> Your objective
Please write out all of the entries without altering anything.

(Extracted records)

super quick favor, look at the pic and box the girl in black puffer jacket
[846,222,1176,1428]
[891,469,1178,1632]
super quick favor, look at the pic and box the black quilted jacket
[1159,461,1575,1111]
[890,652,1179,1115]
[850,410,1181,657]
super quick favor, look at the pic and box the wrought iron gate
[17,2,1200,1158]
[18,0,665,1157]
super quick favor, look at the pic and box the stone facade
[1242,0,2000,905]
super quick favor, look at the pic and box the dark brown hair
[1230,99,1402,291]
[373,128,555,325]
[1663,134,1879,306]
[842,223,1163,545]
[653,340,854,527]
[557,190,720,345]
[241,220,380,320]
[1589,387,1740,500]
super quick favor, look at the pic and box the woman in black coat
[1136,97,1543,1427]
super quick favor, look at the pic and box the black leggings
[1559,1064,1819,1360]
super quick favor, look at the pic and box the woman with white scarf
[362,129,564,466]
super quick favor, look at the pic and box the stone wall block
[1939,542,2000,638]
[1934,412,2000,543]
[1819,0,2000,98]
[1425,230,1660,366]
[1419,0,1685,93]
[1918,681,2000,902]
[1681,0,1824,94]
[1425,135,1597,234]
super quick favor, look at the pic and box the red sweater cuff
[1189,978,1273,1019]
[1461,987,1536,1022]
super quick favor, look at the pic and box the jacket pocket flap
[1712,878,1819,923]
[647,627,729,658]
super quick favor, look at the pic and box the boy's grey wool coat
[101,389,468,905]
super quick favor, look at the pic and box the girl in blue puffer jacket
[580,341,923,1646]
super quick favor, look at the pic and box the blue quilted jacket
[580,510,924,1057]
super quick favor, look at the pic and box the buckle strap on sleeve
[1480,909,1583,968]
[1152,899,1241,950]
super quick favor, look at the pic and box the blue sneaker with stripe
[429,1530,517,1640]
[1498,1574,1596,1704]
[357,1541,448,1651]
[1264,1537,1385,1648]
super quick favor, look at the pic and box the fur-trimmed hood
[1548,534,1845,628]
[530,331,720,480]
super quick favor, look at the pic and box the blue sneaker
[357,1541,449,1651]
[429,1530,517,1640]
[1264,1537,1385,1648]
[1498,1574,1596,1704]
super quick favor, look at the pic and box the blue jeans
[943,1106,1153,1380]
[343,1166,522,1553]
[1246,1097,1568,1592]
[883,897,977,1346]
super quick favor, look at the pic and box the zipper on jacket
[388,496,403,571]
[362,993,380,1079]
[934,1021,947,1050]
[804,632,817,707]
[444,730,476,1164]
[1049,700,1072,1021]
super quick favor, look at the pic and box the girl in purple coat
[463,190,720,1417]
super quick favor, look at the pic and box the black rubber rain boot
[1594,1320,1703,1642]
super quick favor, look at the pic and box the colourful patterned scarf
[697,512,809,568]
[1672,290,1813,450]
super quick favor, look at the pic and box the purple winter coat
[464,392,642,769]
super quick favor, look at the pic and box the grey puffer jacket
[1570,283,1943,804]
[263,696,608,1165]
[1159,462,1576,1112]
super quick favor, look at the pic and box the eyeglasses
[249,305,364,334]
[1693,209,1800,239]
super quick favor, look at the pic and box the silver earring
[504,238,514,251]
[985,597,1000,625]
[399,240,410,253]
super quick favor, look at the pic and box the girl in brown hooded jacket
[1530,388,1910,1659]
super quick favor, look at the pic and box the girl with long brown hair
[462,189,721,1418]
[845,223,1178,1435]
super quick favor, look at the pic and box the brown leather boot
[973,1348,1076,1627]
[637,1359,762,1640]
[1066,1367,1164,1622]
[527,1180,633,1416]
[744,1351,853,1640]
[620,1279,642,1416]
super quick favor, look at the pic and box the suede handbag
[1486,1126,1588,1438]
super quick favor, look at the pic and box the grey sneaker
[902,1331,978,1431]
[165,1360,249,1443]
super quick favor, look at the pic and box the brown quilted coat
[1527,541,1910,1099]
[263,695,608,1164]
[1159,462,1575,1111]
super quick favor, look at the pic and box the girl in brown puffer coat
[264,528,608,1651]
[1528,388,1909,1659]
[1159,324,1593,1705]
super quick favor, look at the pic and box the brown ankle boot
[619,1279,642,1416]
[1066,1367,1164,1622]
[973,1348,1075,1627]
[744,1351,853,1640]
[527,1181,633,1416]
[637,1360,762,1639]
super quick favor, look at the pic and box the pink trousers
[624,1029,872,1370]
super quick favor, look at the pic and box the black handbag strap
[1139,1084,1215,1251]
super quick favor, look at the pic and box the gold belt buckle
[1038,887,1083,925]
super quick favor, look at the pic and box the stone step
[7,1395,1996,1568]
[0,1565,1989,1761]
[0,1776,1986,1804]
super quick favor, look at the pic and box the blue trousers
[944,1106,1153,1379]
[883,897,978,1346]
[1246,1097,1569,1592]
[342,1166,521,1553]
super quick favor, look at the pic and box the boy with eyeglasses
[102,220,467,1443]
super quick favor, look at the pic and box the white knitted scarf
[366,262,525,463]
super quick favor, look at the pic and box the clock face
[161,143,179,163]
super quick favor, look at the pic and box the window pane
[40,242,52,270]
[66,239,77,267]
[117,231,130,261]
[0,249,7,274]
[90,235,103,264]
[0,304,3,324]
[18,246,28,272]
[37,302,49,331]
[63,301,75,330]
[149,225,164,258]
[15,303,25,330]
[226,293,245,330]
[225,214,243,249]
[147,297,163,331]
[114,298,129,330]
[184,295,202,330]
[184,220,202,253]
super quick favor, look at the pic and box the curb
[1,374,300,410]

> Answer for the task
super quick favor, look at the pic and box the girl in black puffer jacket
[846,222,1176,1428]
[891,469,1178,1632]
super quick favor, look at the pic and box the black quilted jacket
[1159,461,1575,1111]
[890,652,1179,1115]
[850,410,1181,657]
super quick favor, look at the pic and box the wrought iron gate
[17,2,1200,1158]
[18,0,665,1157]
super quick favor, look at the pic and box the stone facade
[1242,0,2000,905]
super quick favor, look at the pic and box the dark brown hair
[1230,99,1402,291]
[373,128,555,325]
[1663,134,1879,306]
[842,223,1163,545]
[653,340,854,527]
[557,190,720,345]
[241,220,380,320]
[1589,387,1740,500]
super quick favor, look at the pic and box the woman in black coat
[1136,97,1543,1427]
super quick favor, look at the pic and box the black leggings
[1559,1064,1819,1360]
super quick favor, look at the pic and box the woman with white scarf
[362,129,564,466]
super quick favor, look at the pic and box the stone wall block
[1939,542,2000,638]
[1934,412,2000,543]
[1819,0,2000,98]
[1425,230,1660,366]
[1419,0,1685,93]
[1918,681,2000,902]
[1681,0,1824,94]
[1425,135,1597,234]
super quick favor, look at the pic and box the red sweater cuff
[1189,978,1273,1019]
[1461,987,1536,1022]
super quick favor, look at the pic and box the jacket pocket flap
[1712,878,1819,923]
[647,627,729,658]
super quick favor, look at the pic and box the boy's grey wool coat
[101,389,468,905]
super quick favor, look at the pic and box the girl in blue puffer jacket
[580,341,923,1646]
super quick favor, look at the pic and box the blue quilted jacket
[580,510,924,1057]
super quick favor, look at the pic and box the buckle strap on sleeve
[1480,909,1583,968]
[1152,899,1241,950]
super quick favor, look at the pic and box the blue sneaker with stripe
[429,1530,517,1640]
[1498,1574,1596,1704]
[357,1541,448,1651]
[1264,1537,1385,1648]
super quick favor, look at the pic and box the fur-trimmed hood
[1548,534,1845,628]
[530,331,720,480]
super quick favor, look at the pic and box the blue sneaker
[357,1541,449,1651]
[429,1530,517,1640]
[1264,1537,1385,1648]
[1498,1574,1596,1704]
super quick favor, look at the pic and box the blue jeans
[943,1106,1153,1380]
[343,1166,522,1553]
[1246,1097,1568,1592]
[883,897,977,1346]
super quick favor, look at the pic and box the zipper on jacket
[388,496,403,571]
[362,993,380,1079]
[934,1021,947,1050]
[804,632,817,707]
[444,730,476,1164]
[1049,700,1072,1021]
super quick favor, look at the pic and box the girl in purple coat
[463,190,720,1417]
super quick favor, look at the pic and box the black rubber rain boot
[1594,1320,1703,1642]
super quick favor, look at the pic and box the colourful patterned scarf
[697,512,809,568]
[1672,290,1813,450]
super quick favor, look at the pic and box the purple winter coat
[464,392,642,769]
super quick favor, look at the pic and box the grey puffer jacket
[1570,283,1943,804]
[263,696,608,1165]
[1159,462,1576,1112]
super quick favor, look at the pic and box the eyeglasses
[249,305,364,334]
[1693,209,1800,239]
super quick favor, look at the pic and box the silver earring
[504,238,514,251]
[985,597,1000,625]
[399,240,410,253]
super quick favor, look at the pic and box the girl in brown hooded jacket
[1530,388,1910,1659]
super quick favor, look at the pic and box the girl with long brown hair
[462,189,721,1418]
[845,223,1178,1435]
super quick favor, look at the pic and box the brown leather boot
[973,1348,1076,1627]
[637,1359,762,1640]
[1066,1367,1164,1622]
[527,1180,633,1416]
[744,1351,853,1640]
[620,1279,642,1416]
super quick favor, look at the pic and box the suede handbag
[1486,1126,1588,1438]
super quick favor, look at the pic and box the grey sneaker
[902,1331,978,1431]
[165,1360,249,1443]
super quick favor, look at the pic and box the brown quilted coat
[1527,541,1910,1099]
[263,695,608,1164]
[1159,462,1575,1111]
super quick favor, look at the pic and box the girl in brown puffer coat
[264,528,608,1651]
[1528,388,1909,1659]
[1159,324,1593,1705]
super quick favor, look at the pic and box the brown ankle boot
[619,1279,642,1416]
[1066,1367,1164,1622]
[973,1348,1075,1627]
[744,1351,853,1640]
[527,1181,633,1416]
[637,1360,762,1639]
super quick favor, look at the pic and box the pink trousers
[624,1029,872,1370]
super quick favor, look at the pic and box the black handbag strap
[1139,1084,1215,1251]
super quick favor, look at the pic and box the gold belt buckle
[1038,887,1083,925]
super quick favor, look at the pic and box the stone step
[7,1395,1996,1568]
[0,1565,1989,1761]
[0,1776,1986,1804]
super quick favor, look at the pic and box the blue trousers
[944,1106,1153,1379]
[883,897,978,1346]
[1246,1097,1569,1592]
[342,1166,521,1553]
super quick favor, look at the pic and box the boy with eyeglasses
[102,220,467,1443]
super quick favor, look at the pic and box the white knitted scarf
[366,262,525,463]
super quick favor, look at the pic and box the clock face
[161,143,179,163]
super quick favor, look at the pic and box the window pane
[40,242,52,270]
[66,239,77,267]
[117,231,130,261]
[0,249,7,274]
[90,235,103,264]
[0,304,3,324]
[18,246,28,272]
[37,302,49,331]
[63,301,75,330]
[149,225,164,258]
[15,303,25,330]
[226,293,245,330]
[225,214,243,249]
[147,297,163,331]
[114,298,129,330]
[184,295,202,330]
[184,220,202,253]
super quick favor, look at the pic and box the curb
[1,374,300,410]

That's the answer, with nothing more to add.